→ EXERCISE DESCRIPTION: Pull out every line of the rows below that contains the word "steel", copying each line in full.

→ Excerpts from bounding box data:
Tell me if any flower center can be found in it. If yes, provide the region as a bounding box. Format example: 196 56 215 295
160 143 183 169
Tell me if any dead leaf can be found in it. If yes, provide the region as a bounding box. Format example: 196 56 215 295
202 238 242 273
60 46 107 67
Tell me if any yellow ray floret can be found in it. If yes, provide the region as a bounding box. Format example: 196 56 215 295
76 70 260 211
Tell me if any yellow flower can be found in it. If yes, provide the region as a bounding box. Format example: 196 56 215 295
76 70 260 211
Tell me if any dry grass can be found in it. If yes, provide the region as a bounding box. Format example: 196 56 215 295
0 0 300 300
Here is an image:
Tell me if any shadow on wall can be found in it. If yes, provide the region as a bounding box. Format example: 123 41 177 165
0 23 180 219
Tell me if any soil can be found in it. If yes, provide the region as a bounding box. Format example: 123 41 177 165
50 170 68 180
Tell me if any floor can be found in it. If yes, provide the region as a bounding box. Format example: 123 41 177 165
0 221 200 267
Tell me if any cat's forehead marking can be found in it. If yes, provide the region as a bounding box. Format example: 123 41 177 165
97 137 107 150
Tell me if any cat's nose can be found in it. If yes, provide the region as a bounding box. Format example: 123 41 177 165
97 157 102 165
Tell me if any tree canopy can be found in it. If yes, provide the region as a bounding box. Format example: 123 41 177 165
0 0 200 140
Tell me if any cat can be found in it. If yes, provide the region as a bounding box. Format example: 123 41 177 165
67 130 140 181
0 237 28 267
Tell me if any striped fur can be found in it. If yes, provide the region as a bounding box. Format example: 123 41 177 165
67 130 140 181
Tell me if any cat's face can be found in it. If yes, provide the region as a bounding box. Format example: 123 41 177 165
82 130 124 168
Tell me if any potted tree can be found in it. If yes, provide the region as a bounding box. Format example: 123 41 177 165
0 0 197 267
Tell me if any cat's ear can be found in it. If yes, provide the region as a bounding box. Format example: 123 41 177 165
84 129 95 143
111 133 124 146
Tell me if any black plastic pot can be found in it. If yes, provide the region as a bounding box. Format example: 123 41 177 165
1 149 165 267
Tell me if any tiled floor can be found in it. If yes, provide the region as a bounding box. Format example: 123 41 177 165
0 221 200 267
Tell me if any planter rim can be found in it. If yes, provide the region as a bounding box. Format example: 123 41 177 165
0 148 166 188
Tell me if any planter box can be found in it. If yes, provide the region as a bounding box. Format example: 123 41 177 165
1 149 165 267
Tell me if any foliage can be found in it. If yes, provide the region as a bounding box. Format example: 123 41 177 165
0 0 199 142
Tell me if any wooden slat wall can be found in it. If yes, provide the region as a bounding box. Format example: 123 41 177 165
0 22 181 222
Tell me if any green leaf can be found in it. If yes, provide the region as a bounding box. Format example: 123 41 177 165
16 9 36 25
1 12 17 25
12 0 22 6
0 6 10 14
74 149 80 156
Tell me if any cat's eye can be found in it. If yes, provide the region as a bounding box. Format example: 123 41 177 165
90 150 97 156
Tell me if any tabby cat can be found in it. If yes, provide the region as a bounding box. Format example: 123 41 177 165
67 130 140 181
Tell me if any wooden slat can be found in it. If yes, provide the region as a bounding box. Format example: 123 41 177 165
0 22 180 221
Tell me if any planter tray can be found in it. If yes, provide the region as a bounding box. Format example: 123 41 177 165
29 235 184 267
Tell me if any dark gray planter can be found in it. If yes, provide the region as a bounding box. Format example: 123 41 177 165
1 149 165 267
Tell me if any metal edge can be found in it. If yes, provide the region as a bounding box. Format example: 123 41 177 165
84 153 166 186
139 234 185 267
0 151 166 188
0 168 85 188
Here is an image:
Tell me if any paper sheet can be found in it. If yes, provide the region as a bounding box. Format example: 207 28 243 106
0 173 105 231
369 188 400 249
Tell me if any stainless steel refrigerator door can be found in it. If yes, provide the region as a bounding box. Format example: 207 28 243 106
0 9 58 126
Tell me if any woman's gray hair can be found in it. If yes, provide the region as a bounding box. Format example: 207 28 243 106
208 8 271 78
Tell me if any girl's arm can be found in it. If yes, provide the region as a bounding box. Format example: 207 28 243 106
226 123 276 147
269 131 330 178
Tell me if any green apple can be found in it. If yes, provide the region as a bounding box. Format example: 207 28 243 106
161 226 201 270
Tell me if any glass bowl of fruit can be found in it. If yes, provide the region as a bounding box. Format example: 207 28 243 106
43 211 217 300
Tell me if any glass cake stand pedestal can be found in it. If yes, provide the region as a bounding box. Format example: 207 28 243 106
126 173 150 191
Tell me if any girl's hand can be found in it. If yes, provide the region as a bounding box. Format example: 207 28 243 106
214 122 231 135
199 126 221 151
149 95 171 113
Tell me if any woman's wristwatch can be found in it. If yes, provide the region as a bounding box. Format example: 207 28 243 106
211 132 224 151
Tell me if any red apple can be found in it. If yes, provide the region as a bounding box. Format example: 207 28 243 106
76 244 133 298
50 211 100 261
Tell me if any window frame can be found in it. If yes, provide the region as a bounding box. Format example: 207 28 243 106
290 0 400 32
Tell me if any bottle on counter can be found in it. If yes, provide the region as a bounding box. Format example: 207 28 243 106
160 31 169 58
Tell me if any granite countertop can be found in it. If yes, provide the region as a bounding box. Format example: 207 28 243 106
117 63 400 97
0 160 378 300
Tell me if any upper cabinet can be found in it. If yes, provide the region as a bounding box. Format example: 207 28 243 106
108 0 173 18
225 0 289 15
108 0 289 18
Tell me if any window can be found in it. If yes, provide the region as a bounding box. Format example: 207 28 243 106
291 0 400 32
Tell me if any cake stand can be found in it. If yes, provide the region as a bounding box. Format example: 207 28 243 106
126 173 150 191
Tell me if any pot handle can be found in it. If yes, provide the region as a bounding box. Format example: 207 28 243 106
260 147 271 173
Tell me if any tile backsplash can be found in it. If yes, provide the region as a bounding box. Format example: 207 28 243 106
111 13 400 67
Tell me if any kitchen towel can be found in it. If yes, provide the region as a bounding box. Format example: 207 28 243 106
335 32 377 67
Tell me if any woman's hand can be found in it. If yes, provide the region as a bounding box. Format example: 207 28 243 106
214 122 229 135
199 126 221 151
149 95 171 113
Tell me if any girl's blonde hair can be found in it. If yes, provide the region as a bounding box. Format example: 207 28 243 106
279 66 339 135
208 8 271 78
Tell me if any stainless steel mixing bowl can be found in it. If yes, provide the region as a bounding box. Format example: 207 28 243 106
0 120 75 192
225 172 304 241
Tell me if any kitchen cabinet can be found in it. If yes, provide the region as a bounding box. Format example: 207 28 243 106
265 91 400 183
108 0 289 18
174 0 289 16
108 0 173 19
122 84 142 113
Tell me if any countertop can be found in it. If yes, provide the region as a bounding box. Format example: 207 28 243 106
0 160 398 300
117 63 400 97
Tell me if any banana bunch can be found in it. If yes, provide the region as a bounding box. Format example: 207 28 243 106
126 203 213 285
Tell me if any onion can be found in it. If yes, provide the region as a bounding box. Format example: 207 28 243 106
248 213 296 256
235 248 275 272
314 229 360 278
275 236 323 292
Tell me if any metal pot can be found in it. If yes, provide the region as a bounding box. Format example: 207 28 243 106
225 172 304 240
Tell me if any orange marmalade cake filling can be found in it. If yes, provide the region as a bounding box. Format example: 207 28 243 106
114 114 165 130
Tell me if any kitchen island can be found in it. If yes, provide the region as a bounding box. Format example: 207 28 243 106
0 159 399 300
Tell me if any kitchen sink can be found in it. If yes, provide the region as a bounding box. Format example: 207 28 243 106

→ ANSWER TO THIS EXERCISE:
Tell me if any stainless steel refrigerator door can be found in it. If yes, provide the region as a bounding box. Format example: 207 28 243 106
Tell me if any stainless steel mixing bowl can be found in it. If yes, provide the region as a bounding box. Format example: 207 28 243 106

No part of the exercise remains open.